[begin Material]
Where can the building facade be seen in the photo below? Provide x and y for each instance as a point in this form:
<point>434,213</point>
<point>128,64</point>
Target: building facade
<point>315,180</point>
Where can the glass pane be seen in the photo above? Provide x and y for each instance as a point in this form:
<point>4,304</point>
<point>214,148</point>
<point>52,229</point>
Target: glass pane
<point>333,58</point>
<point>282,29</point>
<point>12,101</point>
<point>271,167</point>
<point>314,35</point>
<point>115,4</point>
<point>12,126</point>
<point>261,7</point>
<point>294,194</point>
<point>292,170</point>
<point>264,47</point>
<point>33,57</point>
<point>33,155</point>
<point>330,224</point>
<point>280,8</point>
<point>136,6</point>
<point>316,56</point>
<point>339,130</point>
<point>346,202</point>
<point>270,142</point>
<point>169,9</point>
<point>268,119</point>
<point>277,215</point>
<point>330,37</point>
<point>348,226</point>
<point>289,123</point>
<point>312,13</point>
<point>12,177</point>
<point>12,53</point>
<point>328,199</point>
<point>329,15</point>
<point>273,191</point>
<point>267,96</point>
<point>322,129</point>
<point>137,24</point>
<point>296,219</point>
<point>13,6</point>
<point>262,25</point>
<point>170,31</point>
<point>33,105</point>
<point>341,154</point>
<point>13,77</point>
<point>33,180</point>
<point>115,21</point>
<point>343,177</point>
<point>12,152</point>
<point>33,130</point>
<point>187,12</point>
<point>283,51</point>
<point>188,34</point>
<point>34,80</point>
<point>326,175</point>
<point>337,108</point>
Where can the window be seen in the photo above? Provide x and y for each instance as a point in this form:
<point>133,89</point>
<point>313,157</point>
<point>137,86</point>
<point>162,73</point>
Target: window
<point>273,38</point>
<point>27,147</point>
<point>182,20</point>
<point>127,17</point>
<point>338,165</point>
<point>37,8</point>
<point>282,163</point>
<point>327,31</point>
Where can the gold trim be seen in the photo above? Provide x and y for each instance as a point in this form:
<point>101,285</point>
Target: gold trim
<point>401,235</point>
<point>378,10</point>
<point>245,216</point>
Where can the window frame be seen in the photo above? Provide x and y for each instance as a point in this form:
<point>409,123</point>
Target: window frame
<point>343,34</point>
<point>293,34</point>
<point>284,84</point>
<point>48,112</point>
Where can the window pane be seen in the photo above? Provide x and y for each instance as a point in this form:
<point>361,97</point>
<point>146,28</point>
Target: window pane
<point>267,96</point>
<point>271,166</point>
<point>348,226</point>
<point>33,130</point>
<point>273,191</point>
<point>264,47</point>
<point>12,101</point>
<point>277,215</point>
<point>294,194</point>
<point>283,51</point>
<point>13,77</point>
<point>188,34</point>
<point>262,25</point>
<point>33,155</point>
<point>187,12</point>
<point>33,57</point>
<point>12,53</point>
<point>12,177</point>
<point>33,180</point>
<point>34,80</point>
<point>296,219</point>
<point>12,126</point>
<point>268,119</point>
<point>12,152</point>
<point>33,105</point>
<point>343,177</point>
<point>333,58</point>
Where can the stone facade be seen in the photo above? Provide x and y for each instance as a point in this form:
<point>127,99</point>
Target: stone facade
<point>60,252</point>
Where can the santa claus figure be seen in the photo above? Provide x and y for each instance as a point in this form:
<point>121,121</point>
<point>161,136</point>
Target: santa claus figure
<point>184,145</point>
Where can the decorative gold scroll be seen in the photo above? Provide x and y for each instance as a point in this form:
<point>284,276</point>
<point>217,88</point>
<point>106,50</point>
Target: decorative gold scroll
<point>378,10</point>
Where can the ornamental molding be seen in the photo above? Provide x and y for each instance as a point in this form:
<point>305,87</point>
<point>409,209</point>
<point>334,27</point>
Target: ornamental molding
[end Material]
- [Short problem]:
Rewrite the entries from the start through the line containing "<point>315,180</point>", replacing "building facade" with "house front" and keeping everything else the same.

- [Answer below]:
Where can the house front be seen in the photo below? Provide x and y for each instance as a point in this form:
<point>434,213</point>
<point>128,64</point>
Target: house front
<point>315,180</point>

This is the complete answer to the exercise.